## What to do:
Word for word, give the records again, dropping any picture they hold.

## Records to use:
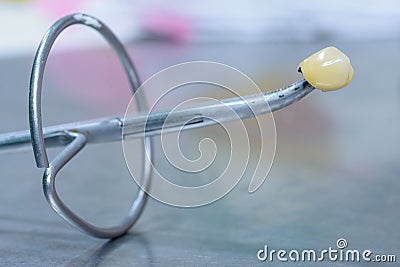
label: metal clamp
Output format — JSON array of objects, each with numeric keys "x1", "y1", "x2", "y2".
[{"x1": 29, "y1": 13, "x2": 153, "y2": 238}]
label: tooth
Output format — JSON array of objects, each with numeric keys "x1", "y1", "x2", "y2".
[{"x1": 298, "y1": 46, "x2": 354, "y2": 91}]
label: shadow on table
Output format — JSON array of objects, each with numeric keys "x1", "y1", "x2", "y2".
[{"x1": 68, "y1": 233, "x2": 154, "y2": 267}]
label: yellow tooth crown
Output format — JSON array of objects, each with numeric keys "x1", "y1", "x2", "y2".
[{"x1": 298, "y1": 46, "x2": 354, "y2": 91}]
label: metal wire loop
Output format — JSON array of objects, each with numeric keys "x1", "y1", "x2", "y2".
[{"x1": 28, "y1": 13, "x2": 153, "y2": 238}]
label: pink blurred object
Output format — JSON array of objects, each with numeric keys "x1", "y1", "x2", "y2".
[
  {"x1": 45, "y1": 49, "x2": 135, "y2": 115},
  {"x1": 142, "y1": 8, "x2": 193, "y2": 42},
  {"x1": 36, "y1": 0, "x2": 85, "y2": 19}
]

## Result of the task:
label: metal clamp
Output format — JSON array of objects, each with numeric keys "x1", "y1", "x2", "y2".
[{"x1": 29, "y1": 13, "x2": 153, "y2": 238}]
label: tooth
Output format — JSON array of objects, each with numeric keys "x1", "y1", "x2", "y2".
[{"x1": 298, "y1": 46, "x2": 354, "y2": 91}]
label: shadow on table
Output format — JSON array of objects, each with numeric keys "x1", "y1", "x2", "y2".
[{"x1": 68, "y1": 233, "x2": 154, "y2": 267}]
label: yellow tooth crown
Output format — JSON array of objects, each with numeric keys "x1", "y1", "x2", "y2".
[{"x1": 298, "y1": 46, "x2": 354, "y2": 91}]
label: metal wire loop
Output format — JSON array of objects, each with numeric keys "x1", "y1", "x2", "y2".
[{"x1": 28, "y1": 13, "x2": 153, "y2": 238}]
label: pink blurred object
Output format — JSON array of objects, each with numeric keys "x1", "y1", "x2", "y2".
[
  {"x1": 45, "y1": 49, "x2": 135, "y2": 115},
  {"x1": 142, "y1": 8, "x2": 193, "y2": 42},
  {"x1": 36, "y1": 0, "x2": 85, "y2": 19}
]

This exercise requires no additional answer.